**Short exercise:** Please recast the lines of the records below as a numbered list, leaving out any blank lines.

**Data listing:**
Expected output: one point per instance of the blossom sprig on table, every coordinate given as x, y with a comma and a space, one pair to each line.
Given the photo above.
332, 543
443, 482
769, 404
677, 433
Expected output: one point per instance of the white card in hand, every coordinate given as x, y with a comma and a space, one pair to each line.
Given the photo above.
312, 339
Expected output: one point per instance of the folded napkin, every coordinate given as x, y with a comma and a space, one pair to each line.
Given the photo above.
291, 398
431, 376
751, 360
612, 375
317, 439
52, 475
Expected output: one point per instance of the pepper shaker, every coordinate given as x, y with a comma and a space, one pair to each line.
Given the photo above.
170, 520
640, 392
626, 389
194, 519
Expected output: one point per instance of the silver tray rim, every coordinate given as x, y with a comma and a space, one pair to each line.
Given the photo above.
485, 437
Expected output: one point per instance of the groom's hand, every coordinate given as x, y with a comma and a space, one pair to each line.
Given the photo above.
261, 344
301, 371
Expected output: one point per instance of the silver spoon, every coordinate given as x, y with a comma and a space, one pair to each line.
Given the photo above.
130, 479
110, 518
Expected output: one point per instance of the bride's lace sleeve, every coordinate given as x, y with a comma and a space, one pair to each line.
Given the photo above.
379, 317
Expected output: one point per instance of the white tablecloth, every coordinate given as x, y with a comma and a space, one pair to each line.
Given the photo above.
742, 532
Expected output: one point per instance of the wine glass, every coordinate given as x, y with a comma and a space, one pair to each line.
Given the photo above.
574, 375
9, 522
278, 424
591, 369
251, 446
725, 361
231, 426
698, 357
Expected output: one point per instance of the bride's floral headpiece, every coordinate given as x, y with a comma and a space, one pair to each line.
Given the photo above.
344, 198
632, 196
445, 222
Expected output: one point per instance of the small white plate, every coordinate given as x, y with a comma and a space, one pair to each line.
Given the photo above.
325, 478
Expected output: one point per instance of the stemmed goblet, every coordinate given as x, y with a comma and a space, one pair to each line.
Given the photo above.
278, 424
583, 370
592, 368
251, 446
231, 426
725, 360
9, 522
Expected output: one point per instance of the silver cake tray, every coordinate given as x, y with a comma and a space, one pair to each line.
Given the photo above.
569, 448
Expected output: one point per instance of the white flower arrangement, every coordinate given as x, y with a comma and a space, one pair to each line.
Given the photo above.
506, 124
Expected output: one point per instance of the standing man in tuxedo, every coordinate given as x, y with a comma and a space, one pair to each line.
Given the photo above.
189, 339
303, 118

**Output for this exercise:**
1. Expected output: one point per instance of the blossom sprig on table, every coordinate given as x, y with a comma and a space, one pair to each line.
2. Given the photo above.
3. 332, 543
4. 443, 482
5. 769, 404
6. 677, 433
7. Expected output: one point per instance of the white card in hand, every coordinate given as x, y with a comma and a space, one pair to each line.
8. Given the photo above.
9. 312, 339
10. Expected output: one point per instance of the folded napkin, every coordinate given as x, y with a comma and a space, one pair to each line.
11. Given the photo above.
12. 291, 398
13. 431, 376
14. 751, 360
15. 612, 375
16. 317, 439
17. 52, 475
18. Expected output: one point per instance of the pepper shaker, every coordinate given as x, y with a comma and a space, one pair to each line.
19. Given the photo above.
20. 170, 520
21. 640, 392
22. 626, 389
23. 194, 519
24. Expected output: one point per instance of the silver tray rim, every coordinate given as x, y with a comma and a space, one pair to each line.
25. Given the photo above.
26. 485, 437
27. Expected output: one point per instance of the groom's hand, every coordinate given as x, y with a comma and a space, one pair to each line.
28. Given the photo above.
29. 261, 344
30. 301, 371
31. Expected output: one point per instance of the silver spoon, every coordinate given as x, y with a comma and a space, one pair to each line.
32. Given the photo above.
33. 130, 479
34. 110, 518
35. Expected output: one point per instance of the bride's lace sleeve, every coordinate given as x, y with a comma and a space, one pair to each line.
36. Given the photo above.
37. 379, 317
38. Expected output: one point per instance of the white tablecloth, every coordinate given as x, y with a comma and a space, one pair to each line.
39. Given the photo above.
40. 742, 532
41. Expected output: one point per instance of the wine glass, every coordinate given as x, y with a comma and a space, one pair to each line.
42. Given the photo above.
43. 574, 375
44. 9, 522
45. 278, 424
46. 591, 369
47. 251, 446
48. 725, 361
49. 231, 426
50. 698, 357
51. Expected output: one point per instance of the bride's floral headpiece, every coordinate given as x, y with a comma and a space, one pair to each line.
52. Given the photo above.
53. 344, 198
54. 632, 196
55. 445, 222
56. Expected output: one point per instance of the small white plate, every coordinate given as x, y with a comma and a space, one pair to each line.
57. Given the photo above.
58. 325, 478
59. Expected output: one point per instance of the stemmed goblet, every coordinate given as x, y with a comma and a space, one pair to each line.
60. Given the photo above.
61. 278, 424
62. 583, 370
63. 592, 368
64. 251, 446
65. 231, 426
66. 725, 360
67. 9, 522
68. Expected output: one point per instance of the silver cake tray, every coordinate given as x, y with a comma and a space, one pair to each line.
69. Given the photo above.
70. 569, 448
71. Expected output: one point per instance of the white flower arrangement, every coordinate given as x, y with a comma and a space, one pair to each line.
72. Given the photo above.
73. 506, 124
74. Expected output: one point per instance of the standing man in tuxedo, every coordinate given as x, y with a comma and a space, one pair to each line.
75. Given the photo above.
76. 189, 339
77. 303, 118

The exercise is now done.